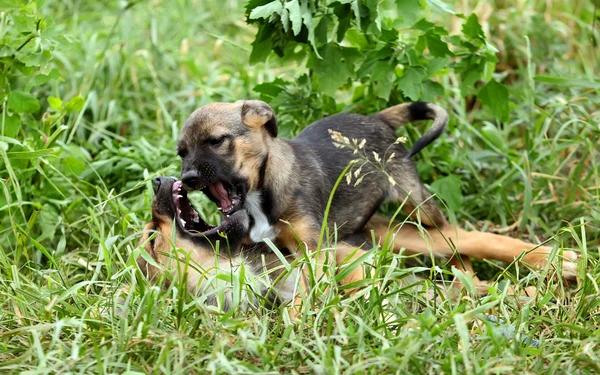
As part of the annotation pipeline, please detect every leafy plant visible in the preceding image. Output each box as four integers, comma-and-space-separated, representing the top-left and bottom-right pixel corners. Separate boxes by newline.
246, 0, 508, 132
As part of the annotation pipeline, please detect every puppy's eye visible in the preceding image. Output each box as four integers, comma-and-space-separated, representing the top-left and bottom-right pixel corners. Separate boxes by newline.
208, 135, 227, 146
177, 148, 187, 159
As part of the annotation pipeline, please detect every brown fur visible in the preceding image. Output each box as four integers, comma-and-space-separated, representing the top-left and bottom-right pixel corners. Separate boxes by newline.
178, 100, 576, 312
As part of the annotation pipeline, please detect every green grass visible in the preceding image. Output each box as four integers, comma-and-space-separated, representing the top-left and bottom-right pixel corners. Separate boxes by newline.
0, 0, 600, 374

##########

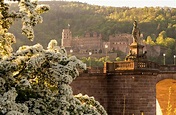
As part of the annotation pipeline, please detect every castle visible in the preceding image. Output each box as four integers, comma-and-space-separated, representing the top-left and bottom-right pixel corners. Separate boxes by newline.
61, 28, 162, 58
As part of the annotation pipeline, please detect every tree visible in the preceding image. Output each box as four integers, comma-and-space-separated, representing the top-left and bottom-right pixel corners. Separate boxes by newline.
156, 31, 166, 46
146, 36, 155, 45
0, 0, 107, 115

##########

Render the portion of the entries that opens with the line containing "As part of the annotation pipeline, please detect every tree" and closes with the line containing "0, 0, 107, 115" as a JSON list of strings, one string per line, with both of those lines included and blank lines omitted.

_Exercise solution_:
[
  "As part of the annotation pipeline, please detect every tree visible in the preceding image. Output each box as four integers, comma-and-space-separated, representing the top-left and bottom-right pixel corners. Separate boxes by newline.",
  "156, 31, 166, 46",
  "146, 36, 155, 45",
  "0, 0, 107, 115"
]